WORK INSTRUCTION: After locating the line that contains "where it errs." in the records below, write out exactly that line and each line after it through the one that contains "positive clicks: (464, 304)", and nothing else.

GIVEN RECORDS:

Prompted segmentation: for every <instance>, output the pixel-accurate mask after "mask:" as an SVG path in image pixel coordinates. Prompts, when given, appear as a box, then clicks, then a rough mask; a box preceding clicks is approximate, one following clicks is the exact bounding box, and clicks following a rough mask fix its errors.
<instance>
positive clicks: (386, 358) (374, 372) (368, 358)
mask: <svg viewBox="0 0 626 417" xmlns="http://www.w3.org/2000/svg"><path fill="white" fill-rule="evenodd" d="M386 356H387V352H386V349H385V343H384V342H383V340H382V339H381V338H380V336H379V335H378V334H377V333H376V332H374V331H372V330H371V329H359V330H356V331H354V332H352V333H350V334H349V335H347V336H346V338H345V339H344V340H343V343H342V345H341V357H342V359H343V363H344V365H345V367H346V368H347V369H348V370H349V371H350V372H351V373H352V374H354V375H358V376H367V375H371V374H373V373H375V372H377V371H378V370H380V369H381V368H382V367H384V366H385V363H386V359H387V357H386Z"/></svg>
* * *
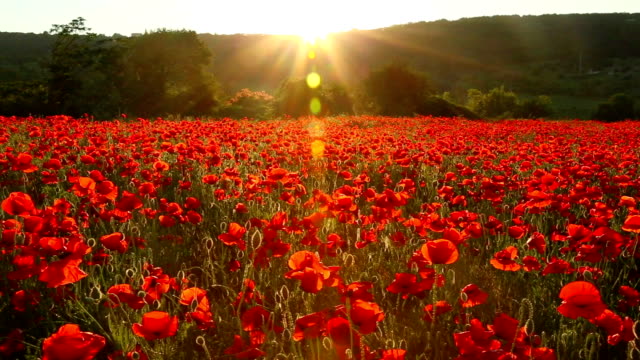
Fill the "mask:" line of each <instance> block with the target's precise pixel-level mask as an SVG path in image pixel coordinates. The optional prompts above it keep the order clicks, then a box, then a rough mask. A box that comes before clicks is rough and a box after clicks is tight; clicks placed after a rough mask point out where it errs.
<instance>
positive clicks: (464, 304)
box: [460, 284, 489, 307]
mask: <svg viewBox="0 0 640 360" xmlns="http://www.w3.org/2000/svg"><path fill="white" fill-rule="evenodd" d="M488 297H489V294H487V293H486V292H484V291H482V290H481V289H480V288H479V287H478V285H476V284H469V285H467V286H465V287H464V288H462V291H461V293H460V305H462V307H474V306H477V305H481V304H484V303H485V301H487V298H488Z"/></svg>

PROBLEM SOLUTION:
Fill the "mask:" line of each <instance> block with the target's precise pixel-level mask as an SVG path in image pixel coordinates. The optional prompts above it keep the order clicks, then a box, then a rough mask. A box that comes before clicks is rough and a box after clicks is tight; clicks placed after a rough mask point out where it errs.
<instance>
positive clicks: (464, 304)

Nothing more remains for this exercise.